→ Brief A
Copy the tidal creek case study word for word from "Coastal Development’s Impact" up to and including "Samuel Bickley, Ph.D.".
→ Brief B
In the tidal creek case study, what two things did Bickley's study monitor in the streams?

##### Text under study #####

Coastal Development’s Impact on Tidal Creeks: An Ecosystem Metabolism Analysis

Project Details

Tidal Creeks
Dissolved Oxygen, PAR
Northern Gulf of Mexico
Auburn University
Samuel Bickley, Ph.D.

Case Study Description

The steady march of progress looks different to all, but in his doctoral dissertation Sam Bickley, Ph.D., measured the effect that a certain type of progress is having on tidal creeks. Rapid development along coastal areas, particularly residential and suburban expansion, can have significant implications for the surrounding environment. While existing protections and conservation efforts can mitigate some of these impacts, it is impossible to anticipate every consequence of development. Seemingly miniscule changes like an alteration in stormwater runoff patterns may be overlooked in the grand scheme of things. However, for brackish tidal streams newly receiving it, this extra freshwater can have a drastic effect. To better understand the impact of encroaching development on the Gulf of Mexico’s many tidal creeks, Bickley designed a study to monitor the salinity and ecosystem metabolism of streams on the coasts of Alabama and West Florida. This is the second of two case studies highlighting the recent Auburn Graduate’s research.

##### Provided data #####

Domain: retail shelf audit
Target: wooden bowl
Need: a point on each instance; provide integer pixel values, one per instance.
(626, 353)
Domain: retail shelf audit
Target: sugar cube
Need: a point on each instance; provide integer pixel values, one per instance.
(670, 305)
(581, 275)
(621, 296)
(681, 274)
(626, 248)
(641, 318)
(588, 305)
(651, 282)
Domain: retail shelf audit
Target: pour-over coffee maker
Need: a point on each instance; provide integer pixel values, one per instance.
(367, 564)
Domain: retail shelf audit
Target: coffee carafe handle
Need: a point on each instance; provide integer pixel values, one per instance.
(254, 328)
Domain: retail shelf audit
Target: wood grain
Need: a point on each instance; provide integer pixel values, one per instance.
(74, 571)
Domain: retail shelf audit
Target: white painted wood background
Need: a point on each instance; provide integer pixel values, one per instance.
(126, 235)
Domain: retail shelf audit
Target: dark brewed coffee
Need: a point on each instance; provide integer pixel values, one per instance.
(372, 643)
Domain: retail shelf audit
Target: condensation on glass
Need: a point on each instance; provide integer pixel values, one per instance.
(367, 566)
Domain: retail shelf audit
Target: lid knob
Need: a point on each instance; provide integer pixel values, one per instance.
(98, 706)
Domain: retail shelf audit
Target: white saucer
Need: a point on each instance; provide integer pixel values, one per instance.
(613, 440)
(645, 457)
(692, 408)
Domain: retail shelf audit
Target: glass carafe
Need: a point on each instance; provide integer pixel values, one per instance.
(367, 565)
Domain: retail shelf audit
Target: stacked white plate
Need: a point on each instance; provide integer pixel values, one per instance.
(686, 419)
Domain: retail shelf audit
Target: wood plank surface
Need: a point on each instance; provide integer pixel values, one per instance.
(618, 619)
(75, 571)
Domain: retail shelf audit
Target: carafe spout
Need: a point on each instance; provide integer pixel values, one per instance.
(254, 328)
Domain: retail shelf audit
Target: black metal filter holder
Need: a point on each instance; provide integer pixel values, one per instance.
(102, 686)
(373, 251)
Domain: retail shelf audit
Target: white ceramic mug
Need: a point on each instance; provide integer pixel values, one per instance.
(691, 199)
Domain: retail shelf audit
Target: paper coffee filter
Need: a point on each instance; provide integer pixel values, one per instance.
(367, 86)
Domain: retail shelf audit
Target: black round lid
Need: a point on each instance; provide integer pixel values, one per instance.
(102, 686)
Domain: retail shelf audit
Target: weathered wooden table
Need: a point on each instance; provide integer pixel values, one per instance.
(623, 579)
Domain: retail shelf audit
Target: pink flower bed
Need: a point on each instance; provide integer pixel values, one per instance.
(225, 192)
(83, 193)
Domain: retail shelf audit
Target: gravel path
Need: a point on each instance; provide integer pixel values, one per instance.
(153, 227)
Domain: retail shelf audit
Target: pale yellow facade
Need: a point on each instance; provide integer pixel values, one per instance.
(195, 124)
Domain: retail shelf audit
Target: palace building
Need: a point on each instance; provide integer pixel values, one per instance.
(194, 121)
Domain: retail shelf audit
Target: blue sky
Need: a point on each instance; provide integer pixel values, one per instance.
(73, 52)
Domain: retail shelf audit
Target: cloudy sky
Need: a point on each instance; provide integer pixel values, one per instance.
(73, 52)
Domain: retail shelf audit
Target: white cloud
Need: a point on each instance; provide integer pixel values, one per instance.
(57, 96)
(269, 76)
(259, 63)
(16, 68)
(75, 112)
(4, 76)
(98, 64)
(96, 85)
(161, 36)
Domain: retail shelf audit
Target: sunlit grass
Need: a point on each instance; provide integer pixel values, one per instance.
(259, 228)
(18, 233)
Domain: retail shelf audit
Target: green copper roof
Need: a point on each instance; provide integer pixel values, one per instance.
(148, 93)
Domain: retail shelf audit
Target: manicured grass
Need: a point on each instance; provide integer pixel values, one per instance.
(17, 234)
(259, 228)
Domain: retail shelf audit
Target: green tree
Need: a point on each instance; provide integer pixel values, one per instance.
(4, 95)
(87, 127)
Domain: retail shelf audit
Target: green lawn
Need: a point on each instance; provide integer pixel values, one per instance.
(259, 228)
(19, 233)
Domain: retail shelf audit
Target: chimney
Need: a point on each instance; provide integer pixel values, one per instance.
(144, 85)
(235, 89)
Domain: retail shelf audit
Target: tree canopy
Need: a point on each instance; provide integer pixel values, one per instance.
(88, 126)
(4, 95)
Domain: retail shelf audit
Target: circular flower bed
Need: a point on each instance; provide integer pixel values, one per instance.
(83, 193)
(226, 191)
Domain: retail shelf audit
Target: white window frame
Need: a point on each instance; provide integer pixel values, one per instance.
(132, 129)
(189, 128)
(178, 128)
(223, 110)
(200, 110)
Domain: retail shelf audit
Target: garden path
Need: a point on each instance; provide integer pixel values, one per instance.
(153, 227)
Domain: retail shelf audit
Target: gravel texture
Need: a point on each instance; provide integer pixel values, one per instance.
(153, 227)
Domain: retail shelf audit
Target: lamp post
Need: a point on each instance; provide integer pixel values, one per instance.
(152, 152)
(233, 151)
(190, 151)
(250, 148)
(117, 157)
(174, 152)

#####

→ Problem solution A
Coastal Development’s Impact on Tidal Creeks: An Ecosystem Metabolism Analysis

Project Details

Tidal Creeks
Dissolved Oxygen, PAR
Northern Gulf of Mexico
Auburn University
Samuel Bickley, Ph.D.

→ Problem solution B
Salinity and ecosystem metabolism.